(Text segment begins)
Why digital transformation needs to focus on more than just digital
One of the impacts of Covid on the customer contact operations has been the rash of articles, studies, and blogs on the importance of digital transformation. Some talk about how technology will transform the customer experience. Some talk about the importance of making contact centres more resilient. The danger of this is that contact centres begin to see digital transformation as an end in itself, rather than the means to an end.
In an article from March 2021 entitled AI and the transformation of the contact centre, the digital technology trade association TechUK argues that increasing volumes of data, the growth in sophistication of AI technology, and the rise of cloud-based applications means that “[the] contact centre is changing.” The result, argues the piece, is a near future utopia in which “omnichannel is more than a marketing term, it’s the day-to-day reality of engaging with organisations”.
As far as we’re concerned, customer experience is all about what it’s like when a customer gets in touch with you. If it isn’t that, what is it? A resilient contact centre therefore is one that is able to serve customers in the way that they want to be served, without disruption. And it’s no good deploying technology solutions to mitigate disruption if the result is to disrupt your own customer journey.
(Text segment ends)
(Information given begins)
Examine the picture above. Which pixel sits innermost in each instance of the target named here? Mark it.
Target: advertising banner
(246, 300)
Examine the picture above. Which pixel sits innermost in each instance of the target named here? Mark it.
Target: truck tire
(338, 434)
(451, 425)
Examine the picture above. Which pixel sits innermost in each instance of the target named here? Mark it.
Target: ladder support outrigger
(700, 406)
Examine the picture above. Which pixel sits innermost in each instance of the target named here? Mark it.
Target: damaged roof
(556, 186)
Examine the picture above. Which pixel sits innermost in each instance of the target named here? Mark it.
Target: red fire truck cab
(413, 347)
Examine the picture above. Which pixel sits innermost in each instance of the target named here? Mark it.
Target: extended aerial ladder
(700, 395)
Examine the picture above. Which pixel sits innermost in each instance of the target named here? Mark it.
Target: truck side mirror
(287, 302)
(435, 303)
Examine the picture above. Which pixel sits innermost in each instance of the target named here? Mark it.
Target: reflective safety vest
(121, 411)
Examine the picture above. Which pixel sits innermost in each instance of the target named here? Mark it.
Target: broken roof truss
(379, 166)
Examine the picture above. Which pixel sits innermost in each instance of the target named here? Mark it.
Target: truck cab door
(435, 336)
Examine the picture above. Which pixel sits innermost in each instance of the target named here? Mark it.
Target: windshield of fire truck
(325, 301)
(Information given ends)
* Problem statement: Reproduce word for word everything in the piece on digital transformation from "Why digital transformation" down to "means to an end.".

* Response to this task:
Why digital transformation needs to focus on more than just digital
One of the impacts of Covid on the customer contact operations has been the rash of articles, studies, and blogs on the importance of digital transformation. Some talk about how technology will transform the customer experience. Some talk about the importance of making contact centres more resilient. The danger of this is that contact centres begin to see digital transformation as an end in itself, rather than the means to an end.